→ **What is required**
Please copy out all of the entries below word for word, keeping every line and number as it appears.

Dataset rows showing where objects appear:
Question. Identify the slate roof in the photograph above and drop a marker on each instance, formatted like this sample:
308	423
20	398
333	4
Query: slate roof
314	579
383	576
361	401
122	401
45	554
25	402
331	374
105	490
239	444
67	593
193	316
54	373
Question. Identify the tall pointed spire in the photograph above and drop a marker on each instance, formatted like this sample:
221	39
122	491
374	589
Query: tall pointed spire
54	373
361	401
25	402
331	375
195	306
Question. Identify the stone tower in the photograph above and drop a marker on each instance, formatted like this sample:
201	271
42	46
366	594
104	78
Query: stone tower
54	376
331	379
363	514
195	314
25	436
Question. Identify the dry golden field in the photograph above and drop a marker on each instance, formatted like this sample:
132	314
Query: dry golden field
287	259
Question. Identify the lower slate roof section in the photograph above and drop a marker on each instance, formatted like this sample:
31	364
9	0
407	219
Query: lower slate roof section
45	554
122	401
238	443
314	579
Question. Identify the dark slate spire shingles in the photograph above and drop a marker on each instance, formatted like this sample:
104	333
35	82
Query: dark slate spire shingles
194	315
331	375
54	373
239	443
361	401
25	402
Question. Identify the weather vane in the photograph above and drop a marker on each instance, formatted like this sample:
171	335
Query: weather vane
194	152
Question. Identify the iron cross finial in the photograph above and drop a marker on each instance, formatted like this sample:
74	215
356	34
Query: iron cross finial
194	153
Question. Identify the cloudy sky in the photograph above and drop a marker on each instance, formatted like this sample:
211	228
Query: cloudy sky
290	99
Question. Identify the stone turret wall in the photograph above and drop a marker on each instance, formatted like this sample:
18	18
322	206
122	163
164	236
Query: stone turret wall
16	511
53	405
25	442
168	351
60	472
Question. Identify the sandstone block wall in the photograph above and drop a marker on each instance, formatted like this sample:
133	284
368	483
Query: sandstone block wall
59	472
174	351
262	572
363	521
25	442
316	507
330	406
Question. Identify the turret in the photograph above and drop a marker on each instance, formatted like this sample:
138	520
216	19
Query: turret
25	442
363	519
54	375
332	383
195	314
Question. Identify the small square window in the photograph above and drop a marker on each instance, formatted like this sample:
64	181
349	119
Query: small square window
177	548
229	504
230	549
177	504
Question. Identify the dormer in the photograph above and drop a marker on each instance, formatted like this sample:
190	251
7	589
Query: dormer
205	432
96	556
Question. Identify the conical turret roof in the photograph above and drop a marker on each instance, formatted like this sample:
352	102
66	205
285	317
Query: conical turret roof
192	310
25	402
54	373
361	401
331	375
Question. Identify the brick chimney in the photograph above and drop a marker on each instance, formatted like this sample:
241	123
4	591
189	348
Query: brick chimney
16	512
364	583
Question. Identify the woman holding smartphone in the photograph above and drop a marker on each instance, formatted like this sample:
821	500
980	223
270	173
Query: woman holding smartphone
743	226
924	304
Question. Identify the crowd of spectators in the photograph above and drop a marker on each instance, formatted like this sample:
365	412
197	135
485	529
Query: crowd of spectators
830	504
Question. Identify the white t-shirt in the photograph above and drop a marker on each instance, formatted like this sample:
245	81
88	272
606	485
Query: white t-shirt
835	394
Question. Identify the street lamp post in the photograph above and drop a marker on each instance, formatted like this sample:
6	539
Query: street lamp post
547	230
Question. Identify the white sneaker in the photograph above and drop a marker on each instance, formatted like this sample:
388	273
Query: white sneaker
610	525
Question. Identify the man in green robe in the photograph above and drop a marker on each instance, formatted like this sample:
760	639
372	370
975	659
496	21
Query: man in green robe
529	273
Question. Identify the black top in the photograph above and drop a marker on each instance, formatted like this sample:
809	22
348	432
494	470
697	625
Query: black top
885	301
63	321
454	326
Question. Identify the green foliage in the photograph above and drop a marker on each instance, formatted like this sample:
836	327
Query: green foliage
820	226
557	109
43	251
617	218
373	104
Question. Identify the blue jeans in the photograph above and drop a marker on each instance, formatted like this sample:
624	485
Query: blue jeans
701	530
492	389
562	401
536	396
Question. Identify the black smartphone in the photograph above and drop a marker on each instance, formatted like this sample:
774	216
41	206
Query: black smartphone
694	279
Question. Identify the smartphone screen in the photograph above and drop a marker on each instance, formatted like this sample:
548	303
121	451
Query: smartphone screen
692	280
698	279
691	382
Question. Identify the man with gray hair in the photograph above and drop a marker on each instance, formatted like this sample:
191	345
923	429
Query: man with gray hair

→ **Answer to the exercise**
Question. Identify the slate roof in the photograph above and drop a marker on each instance, formatted like this sample:
308	423
20	398
333	4
Query: slate roof
314	579
383	576
361	401
122	401
45	554
25	402
331	374
105	490
239	444
67	593
193	316
54	373
Question. Identify the tall pointed spire in the photograph above and drop a marker on each instance, formatted like this sample:
221	39
122	491
374	589
Query: tall pointed spire
54	373
361	401
25	402
331	375
195	306
Question. Identify the stone tower in the photograph above and drop a marker on each instance, formatted like this sample:
201	271
42	46
366	594
104	78
Query: stone tower
54	376
331	379
363	514
195	314
25	436
Question. Identify the dry golden field in the photograph above and drop a marker on each instance, formatted like this sample:
132	314
Query: dry golden field
287	259
Question. Identify the lower slate roof section in the photograph above and drop a marker on each instance, formatted like this sample:
31	364
9	0
407	219
Query: lower slate roof section
45	554
122	401
238	443
314	579
Question. Identify the dark slate spire shingles in the photograph above and drop a marker on each instance, formatted like this sample:
104	333
35	82
Query: dark slate spire shingles
194	315
331	375
54	373
239	443
361	401
25	402
Question. Identify the weather vane in the photograph above and drop a marker on each instance, formatted like this sample:
171	335
Query: weather vane
194	152
Question. Identify the iron cross finial in the photograph above and drop a marker on each instance, formatted like this sample:
74	215
356	34
Query: iron cross finial
194	153
Question. Identify the cloudy sky in the photograph above and drop a marker on each instance, formatted like this sample:
211	228
Query: cloudy sky
290	99
Question. Identify the stone turret wall in the photograph above and drop a marker on each instance, formatted like this sample:
18	18
322	206
122	163
164	236
Query: stone turret wall
16	511
53	405
25	442
168	351
60	472
Question. Identify the sandstone block wall in the photograph above and drop a marker on each instance, formatted like this sample:
133	284
368	483
Query: sandstone block wall
59	472
174	351
262	572
363	521
25	442
316	507
330	406
Question. Identify the turret in the photograph above and drop a marker on each instance, formatted like this sample:
138	520
216	19
Query: turret
25	442
363	519
54	375
332	383
195	314
Question. Identify the small square window in the photograph above and drop a marker on each instance, formatted like this sample:
64	181
349	119
Query: small square window
177	548
229	504
230	549
177	504
Question. Identify the dormer in the photograph above and drop a marker on each instance, formatted like this sample:
190	251
7	589
Query: dormer
205	432
96	556
Question. Identify the conical turret roof in the photograph above and drop a marker on each instance, formatted like this sample:
352	102
66	205
285	317
Query: conical turret roof
192	310
25	402
54	373
361	401
331	375
Question. Identify the brick chimney in the photograph above and drop a marker on each instance, formatted like this sample:
241	123
4	591
189	348
Query: brick chimney
16	512
364	583
Question. Identify the woman holding smartphone in the photograph above and drop a marker on each instance, formatted like this sample:
821	500
980	223
270	173
Query: woman holding smartphone
743	226
924	304
Question. Identify the crowd of spectators in the photograph above and drop a marker on each instance, formatted like this sample:
365	412
197	135
485	529
Query: crowd of spectators
830	504
Question. Identify the white t-shirt in the photograph above and drop a marker on each instance, formatted like this sample:
245	81
88	272
606	485
Query: white t-shirt
835	394
Question. Identify the street lamp post in the photograph above and drop a marker on each instance, formatted like this sample:
6	539
Query: street lamp post
547	230
Question. Identify the white sneaker in the photograph above and drop a marker on each instance, formatted like this sample:
388	273
Query: white sneaker
610	525
Question. Identify the man in green robe in the photograph above and drop a marker on each instance, formatted like this sample:
760	639
372	370
975	659
496	21
Query: man in green robe
529	273
Question. Identify the black top in the photograph above and drop a marker on each instance, formatted like this sample:
809	22
348	432
494	470
697	625
Query: black top
885	301
63	321
454	326
Question. Identify the green foliage in the photograph above and drop a marker on each instance, formatted like this sample:
836	327
Query: green foliage
820	226
557	109
43	251
617	218
373	104
Question. Identify the blue jeans in the photograph above and drop a marker on each instance, formatted like this sample:
624	485
Query: blue jeans
701	530
492	389
562	401
536	396
Question. Identify the black smartphone in the photograph above and drop a marker on each instance, formatted like this sample:
774	216
41	206
Query: black smartphone
694	279
Question. Identify the smartphone screen in the photograph above and drop a marker on each instance, formatted like this sample:
548	303
121	451
Query: smartphone screen
692	280
698	279
691	382
Question. Identify the man with gray hair in the photograph above and drop a marker on each instance, formatted like this sample:
191	345
923	429
Query: man with gray hair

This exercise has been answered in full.